| SELECTED EXTRACT |

=======

Raku has a high level of support of Unicode, with the latest version supporting Unicode 15.0. This document aims to be both an overview as well as description of Unicode features which don't belong in the documentation for routines and methods.

While it is specifically part of the VM used by Rakudo, this overview on MoarVM's internal representation of strings provides some interesting details.

For security reasons, browsers (e.g.: Firefox) may restrict the display of Unicode glyphs not in a trusted font, even if the OS has a font installed that displays the glyph. To overcome this problem for Firefox, set the `privacy.fingerprintingProtection` config option to `False`.

Filehandles and I/O§

Normalization§

Raku applies normalization by default to all input and output except for file names, which are read and written as UTF8-C8; graphemes, which are user-visible forms of the characters, will use a normalized representation. For example, the grapheme á can be represented in two ways, either using one codepoint:

á (U+E1 "LATIN SMALL LETTER A WITH ACUTE")

Or two codepoints:

a +  ́ (U+61 "LATIN SMALL LETTER A" + U+301 "COMBINING ACUTE ACCENT")

=======

| GIVEN INFORMATION |
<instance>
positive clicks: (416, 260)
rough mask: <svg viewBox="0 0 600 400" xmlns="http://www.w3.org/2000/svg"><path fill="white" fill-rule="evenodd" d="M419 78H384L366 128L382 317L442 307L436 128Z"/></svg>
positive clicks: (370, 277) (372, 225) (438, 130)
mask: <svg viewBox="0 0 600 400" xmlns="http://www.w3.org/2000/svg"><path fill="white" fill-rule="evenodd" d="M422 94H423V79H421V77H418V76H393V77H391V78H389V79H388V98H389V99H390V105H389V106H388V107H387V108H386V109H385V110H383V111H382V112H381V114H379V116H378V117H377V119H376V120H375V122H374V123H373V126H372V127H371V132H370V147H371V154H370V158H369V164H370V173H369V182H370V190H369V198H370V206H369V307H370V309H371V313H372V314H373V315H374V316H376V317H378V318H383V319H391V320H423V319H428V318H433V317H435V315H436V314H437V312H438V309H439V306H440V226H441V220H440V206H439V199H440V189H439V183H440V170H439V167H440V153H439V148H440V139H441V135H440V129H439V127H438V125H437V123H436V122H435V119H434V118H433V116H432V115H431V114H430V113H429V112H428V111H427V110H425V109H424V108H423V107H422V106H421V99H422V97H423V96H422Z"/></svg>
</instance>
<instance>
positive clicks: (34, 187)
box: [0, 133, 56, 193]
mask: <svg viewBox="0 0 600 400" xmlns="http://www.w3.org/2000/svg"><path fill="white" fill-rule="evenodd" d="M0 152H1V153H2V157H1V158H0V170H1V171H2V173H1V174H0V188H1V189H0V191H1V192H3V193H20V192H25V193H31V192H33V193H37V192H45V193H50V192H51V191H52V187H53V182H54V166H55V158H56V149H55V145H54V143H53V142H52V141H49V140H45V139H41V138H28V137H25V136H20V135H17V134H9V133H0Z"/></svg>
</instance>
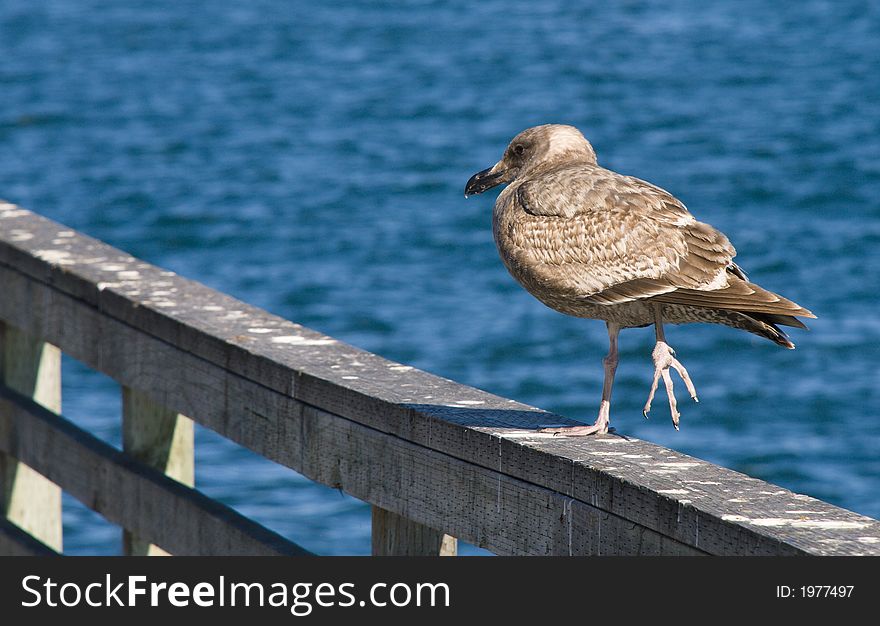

=======

| WHAT YOU WILL DO |
[A] Retype the stretch of the Unicode overview from "While it is" through "some interesting details.".
[B] According to the Unicode overview, in what form does Raku read and write file names?
Work only from the Unicode overview to answer the tasks.

| TASK RESPONSES |
[A]
While it is specifically part of the VM used by Rakudo, this overview on MoarVM's internal representation of strings provides some interesting details.

[B] As UTF8-C8.